Reproduce the material below word for word, line by line, in the same order and with nothing left out.

## Information supplied:
# # # #

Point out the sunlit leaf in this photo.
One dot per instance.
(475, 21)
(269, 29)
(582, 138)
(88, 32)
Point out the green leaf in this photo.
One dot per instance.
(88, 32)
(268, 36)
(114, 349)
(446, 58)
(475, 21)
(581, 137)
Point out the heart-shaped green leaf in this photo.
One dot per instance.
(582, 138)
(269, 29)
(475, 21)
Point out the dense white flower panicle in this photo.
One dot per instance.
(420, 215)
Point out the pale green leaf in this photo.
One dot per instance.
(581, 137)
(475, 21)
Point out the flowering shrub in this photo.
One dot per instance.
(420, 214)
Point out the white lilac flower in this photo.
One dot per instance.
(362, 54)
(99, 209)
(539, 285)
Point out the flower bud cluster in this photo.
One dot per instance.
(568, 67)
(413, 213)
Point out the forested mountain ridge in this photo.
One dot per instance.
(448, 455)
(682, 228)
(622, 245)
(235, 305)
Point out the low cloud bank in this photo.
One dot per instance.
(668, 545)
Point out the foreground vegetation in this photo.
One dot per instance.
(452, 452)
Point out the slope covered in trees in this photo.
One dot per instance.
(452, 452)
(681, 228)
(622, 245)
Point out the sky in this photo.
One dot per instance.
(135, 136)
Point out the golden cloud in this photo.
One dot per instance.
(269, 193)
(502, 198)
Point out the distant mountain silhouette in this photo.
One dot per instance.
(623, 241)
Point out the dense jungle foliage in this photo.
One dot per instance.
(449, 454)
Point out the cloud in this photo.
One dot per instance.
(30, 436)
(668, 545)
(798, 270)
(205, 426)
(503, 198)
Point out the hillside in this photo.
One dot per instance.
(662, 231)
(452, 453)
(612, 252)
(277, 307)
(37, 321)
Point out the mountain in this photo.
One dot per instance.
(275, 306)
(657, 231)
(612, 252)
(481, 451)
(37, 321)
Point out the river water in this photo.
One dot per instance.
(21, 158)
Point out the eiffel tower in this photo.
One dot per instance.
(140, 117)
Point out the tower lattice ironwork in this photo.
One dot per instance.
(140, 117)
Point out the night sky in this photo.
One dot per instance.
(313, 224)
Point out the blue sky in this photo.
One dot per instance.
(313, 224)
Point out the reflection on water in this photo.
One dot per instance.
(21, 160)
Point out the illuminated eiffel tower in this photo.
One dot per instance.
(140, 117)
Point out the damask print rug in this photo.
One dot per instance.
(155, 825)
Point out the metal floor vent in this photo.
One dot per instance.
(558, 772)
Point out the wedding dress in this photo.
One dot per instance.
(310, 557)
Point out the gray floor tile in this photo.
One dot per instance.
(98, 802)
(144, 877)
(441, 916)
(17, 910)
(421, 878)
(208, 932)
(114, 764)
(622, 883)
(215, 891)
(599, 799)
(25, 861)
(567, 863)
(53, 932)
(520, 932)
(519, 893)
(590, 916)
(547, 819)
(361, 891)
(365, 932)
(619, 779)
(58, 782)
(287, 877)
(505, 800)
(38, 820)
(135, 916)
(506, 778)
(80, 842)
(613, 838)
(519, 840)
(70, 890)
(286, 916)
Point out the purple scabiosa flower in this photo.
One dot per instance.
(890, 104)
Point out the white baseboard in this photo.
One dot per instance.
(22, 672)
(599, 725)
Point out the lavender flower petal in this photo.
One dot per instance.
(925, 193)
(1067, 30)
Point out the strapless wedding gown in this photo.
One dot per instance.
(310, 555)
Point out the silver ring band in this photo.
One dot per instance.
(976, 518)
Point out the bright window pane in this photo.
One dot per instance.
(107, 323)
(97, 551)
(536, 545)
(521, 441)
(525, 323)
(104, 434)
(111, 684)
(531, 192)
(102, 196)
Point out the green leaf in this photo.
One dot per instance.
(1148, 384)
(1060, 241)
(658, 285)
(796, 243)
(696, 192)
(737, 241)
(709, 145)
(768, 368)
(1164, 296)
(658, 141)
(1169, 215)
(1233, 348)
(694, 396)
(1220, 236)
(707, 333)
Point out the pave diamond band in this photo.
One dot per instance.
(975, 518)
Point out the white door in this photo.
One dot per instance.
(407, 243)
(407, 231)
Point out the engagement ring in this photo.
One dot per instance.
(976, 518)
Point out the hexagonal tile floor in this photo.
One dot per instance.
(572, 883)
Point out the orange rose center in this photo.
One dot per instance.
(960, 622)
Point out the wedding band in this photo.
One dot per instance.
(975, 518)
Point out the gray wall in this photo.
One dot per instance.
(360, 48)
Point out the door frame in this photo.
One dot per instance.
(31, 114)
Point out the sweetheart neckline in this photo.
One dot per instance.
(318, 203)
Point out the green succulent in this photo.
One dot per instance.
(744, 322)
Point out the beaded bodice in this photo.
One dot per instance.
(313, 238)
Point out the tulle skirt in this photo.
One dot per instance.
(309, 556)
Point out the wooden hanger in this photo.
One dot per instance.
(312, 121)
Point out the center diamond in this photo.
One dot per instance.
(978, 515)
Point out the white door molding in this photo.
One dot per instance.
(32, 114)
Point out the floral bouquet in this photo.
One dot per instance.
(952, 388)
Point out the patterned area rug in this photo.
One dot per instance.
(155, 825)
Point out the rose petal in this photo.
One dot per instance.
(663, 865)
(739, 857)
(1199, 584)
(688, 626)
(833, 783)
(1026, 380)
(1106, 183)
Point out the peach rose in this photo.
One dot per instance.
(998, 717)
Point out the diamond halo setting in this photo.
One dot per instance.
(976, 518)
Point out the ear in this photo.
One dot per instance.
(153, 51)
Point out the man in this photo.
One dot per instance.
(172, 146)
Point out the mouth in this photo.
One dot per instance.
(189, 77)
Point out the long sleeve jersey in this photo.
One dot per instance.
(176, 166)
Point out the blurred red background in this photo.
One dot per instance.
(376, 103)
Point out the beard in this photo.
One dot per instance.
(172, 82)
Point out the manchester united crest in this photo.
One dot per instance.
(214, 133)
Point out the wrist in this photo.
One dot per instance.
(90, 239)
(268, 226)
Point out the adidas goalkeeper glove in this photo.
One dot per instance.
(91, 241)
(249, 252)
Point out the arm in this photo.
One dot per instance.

# # # #

## Finished answer:
Point out the sunlit leaf in this photo.
One dot per instance.
(475, 21)
(269, 29)
(582, 138)
(88, 32)
Point out the green leaf in this photo.
One dot per instance.
(88, 32)
(268, 36)
(114, 349)
(446, 58)
(475, 21)
(581, 137)
Point out the heart-shaped green leaf in this photo.
One dot per instance.
(582, 138)
(269, 29)
(475, 21)
Point out the dense white flower panicle in this photo.
One dot per instance.
(420, 215)
Point out the pale green leaf in this photo.
One dot per instance.
(581, 137)
(475, 21)
Point out the flowering shrub in this photo.
One dot per instance.
(420, 214)
Point out the white lilac flower in this photo.
One dot per instance.
(362, 54)
(99, 209)
(539, 285)
Point out the flower bud cluster in this photo.
One dot per instance.
(568, 67)
(413, 213)
Point out the forested mountain ridge in this photo.
One dot per instance.
(448, 455)
(682, 228)
(622, 245)
(235, 305)
Point out the low cloud bank in this photo.
One dot per instance.
(668, 545)
Point out the foreground vegetation in this photo.
One dot per instance.
(452, 452)
Point out the slope covered in trees in this photo.
One dot per instance.
(452, 452)
(681, 228)
(622, 245)
Point out the sky in this photo.
One dot per instance.
(135, 136)
Point out the golden cloud in this photo.
One dot per instance.
(269, 193)
(502, 198)
Point out the distant mountain silhouette in this photo.
One dot per instance.
(623, 241)
Point out the dense jungle foliage in this photo.
One dot per instance.
(449, 454)
Point out the cloud in this photo.
One dot per instance.
(30, 436)
(668, 545)
(798, 270)
(205, 426)
(503, 198)
Point out the hillside in this photo.
One dot per instance.
(662, 231)
(452, 453)
(612, 252)
(277, 307)
(37, 321)
Point out the mountain in this photo.
One dot per instance.
(275, 306)
(657, 231)
(612, 252)
(481, 451)
(37, 321)
Point out the river water in this photo.
One dot per instance.
(21, 158)
Point out the eiffel tower in this photo.
One dot per instance.
(140, 117)
Point out the tower lattice ironwork in this photo.
One dot per instance.
(140, 117)
Point out the night sky in this photo.
One dot per instance.
(313, 224)
Point out the blue sky in this photo.
One dot per instance.
(313, 224)
Point out the reflection on water in this photo.
One dot per instance.
(21, 160)
Point out the illuminated eiffel tower in this photo.
One dot per instance.
(140, 117)
Point out the damask print rug in this photo.
One dot per instance.
(155, 825)
Point out the metal floor vent in this photo.
One dot per instance.
(558, 772)
Point out the wedding dress in this photo.
One dot per instance.
(310, 557)
Point out the gray floor tile in this photo.
One dot per instance.
(98, 802)
(144, 877)
(441, 916)
(17, 910)
(421, 878)
(208, 932)
(114, 764)
(622, 883)
(215, 891)
(599, 799)
(25, 861)
(567, 863)
(53, 932)
(520, 932)
(519, 893)
(590, 916)
(547, 819)
(361, 891)
(365, 932)
(619, 779)
(58, 782)
(287, 877)
(505, 800)
(38, 820)
(135, 916)
(506, 778)
(80, 842)
(613, 838)
(519, 840)
(70, 890)
(286, 916)
Point out the purple scabiosa flower in this photo.
One dot per instance.
(890, 104)
Point out the white baseboard in this photo.
One dot per instance.
(22, 672)
(599, 725)
Point out the lavender flower petal in this photo.
One dot per instance.
(925, 193)
(1067, 30)
Point out the strapless wedding gown in this photo.
One dot per instance.
(310, 555)
Point out the silver ring band in this photo.
One dot per instance.
(976, 518)
Point out the bright window pane in this photo.
One dot per instance.
(107, 323)
(97, 551)
(536, 545)
(521, 441)
(525, 323)
(104, 434)
(111, 684)
(531, 192)
(102, 196)
Point out the green leaf in this photo.
One dot per instance.
(1148, 384)
(1060, 241)
(658, 285)
(796, 243)
(696, 192)
(737, 241)
(709, 145)
(768, 368)
(1164, 296)
(658, 141)
(1169, 215)
(1233, 348)
(694, 396)
(1220, 236)
(707, 333)
Point out the pave diamond band in this photo.
One dot per instance.
(975, 518)
Point out the white door in this photo.
One dot per instance.
(407, 243)
(407, 231)
Point out the engagement ring in this photo.
One dot per instance.
(976, 518)
Point out the hexagonal tile floor in this photo.
One dot per instance.
(572, 883)
Point out the orange rose center in this photo.
One dot per instance.
(960, 622)
Point out the wedding band in this photo.
One dot per instance.
(975, 518)
Point out the gray wall in this photo.
One dot per instance.
(360, 48)
Point out the door frame in this photo.
One dot per instance.
(31, 114)
Point out the sweetheart neckline in this photo.
One dot per instance.
(318, 203)
Point out the green succulent in this photo.
One dot per instance.
(744, 322)
Point out the beaded bodice in this photo.
One dot per instance.
(313, 238)
Point out the tulle skirt in this photo.
One dot per instance.
(309, 556)
Point out the wooden hanger in this photo.
One dot per instance.
(312, 121)
Point out the center diamond in this photo.
One dot per instance.
(978, 515)
Point out the white door molding in this photo.
One dot per instance.
(32, 114)
Point out the floral bouquet in this photo.
One dot per instance.
(952, 388)
Point out the patterned area rug in this photo.
One dot per instance.
(155, 825)
Point out the rose petal in this photo.
One dot per instance.
(663, 865)
(739, 857)
(1199, 584)
(688, 626)
(833, 783)
(1026, 380)
(1106, 183)
Point out the peach rose in this photo.
One dot per instance.
(998, 717)
Point out the diamond halo setting in this photo.
One dot per instance.
(976, 518)
Point out the ear in this photo.
One dot per instance.
(153, 51)
Point out the man in this photo.
One dot per instance.
(172, 146)
Point out the mouth in this photo.
One dot per instance.
(189, 77)
Point out the long sleeve jersey in this photo.
One dot per instance.
(176, 166)
Point out the blurred red background in this photo.
One dot per instance.
(376, 103)
Point out the beard in this photo.
One dot per instance.
(172, 82)
Point out the manchester united crest in this photo.
One dot per instance.
(214, 133)
Point out the wrist in this photo.
One dot per instance.
(90, 239)
(268, 226)
Point out the adidas goalkeeper glove in this photo.
One dot per instance.
(91, 241)
(249, 252)
Point out the arm in this photo.
One dot per instance.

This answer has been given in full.